»»

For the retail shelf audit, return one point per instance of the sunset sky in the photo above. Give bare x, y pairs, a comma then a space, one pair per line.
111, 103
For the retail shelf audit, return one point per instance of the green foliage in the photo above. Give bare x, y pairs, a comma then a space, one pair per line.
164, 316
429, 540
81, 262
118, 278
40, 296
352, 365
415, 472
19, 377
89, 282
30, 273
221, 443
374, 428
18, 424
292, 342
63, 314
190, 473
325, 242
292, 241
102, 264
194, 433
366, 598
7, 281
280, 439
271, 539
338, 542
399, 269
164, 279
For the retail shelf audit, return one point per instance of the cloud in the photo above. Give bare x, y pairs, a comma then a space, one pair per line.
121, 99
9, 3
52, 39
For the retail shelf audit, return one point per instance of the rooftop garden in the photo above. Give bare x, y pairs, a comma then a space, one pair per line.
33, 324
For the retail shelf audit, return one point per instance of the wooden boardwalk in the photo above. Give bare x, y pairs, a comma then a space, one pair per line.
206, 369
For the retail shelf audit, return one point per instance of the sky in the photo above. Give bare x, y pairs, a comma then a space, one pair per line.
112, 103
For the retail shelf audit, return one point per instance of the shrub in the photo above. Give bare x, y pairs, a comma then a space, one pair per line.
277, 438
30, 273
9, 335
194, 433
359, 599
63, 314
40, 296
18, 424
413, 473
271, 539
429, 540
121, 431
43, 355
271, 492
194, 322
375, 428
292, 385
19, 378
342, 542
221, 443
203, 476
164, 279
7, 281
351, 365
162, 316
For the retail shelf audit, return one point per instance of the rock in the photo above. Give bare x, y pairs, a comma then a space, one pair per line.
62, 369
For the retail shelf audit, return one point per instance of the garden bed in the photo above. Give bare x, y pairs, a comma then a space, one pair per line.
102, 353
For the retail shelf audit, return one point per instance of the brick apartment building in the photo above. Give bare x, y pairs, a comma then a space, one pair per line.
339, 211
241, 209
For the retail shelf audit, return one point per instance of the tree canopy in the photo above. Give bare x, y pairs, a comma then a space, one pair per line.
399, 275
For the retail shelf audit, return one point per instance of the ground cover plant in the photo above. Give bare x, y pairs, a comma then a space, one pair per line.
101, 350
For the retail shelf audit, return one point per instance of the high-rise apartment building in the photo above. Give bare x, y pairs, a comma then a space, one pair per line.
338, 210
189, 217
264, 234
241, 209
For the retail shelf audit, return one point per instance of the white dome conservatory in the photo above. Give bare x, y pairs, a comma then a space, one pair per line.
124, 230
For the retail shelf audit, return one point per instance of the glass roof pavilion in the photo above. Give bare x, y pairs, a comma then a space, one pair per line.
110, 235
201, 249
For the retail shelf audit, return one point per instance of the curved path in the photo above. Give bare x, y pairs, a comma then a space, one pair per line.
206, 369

««

> [AIM OF THE EXERCISE]
Repeat the lines from the one containing "of the high-rise" through the end of the listing, exactly and without any other lines; both ends are included.

> [OUTPUT BELOW]
For the retail shelf audit, return one point per instance of the high-rise apartment building in the photo above. Give bare x, y pairs, a comma then a space, one pair per line.
338, 210
189, 217
264, 234
241, 209
For the retail shelf audit, return one point per instance of the white dome conservatory in the photo above. Give bare x, y pairs, a comma then a space, one pair per line.
124, 230
For the retail shelf audit, return one point per instance of the glass roof pavilion in the photo above. Give bare x, y pairs, a comma then a space, one pair per line.
110, 235
201, 249
For the retail shelf audit, return one point per instance of the curved path in the photo above. Give bare x, y pairs, a comma then a space, one pair per line.
206, 369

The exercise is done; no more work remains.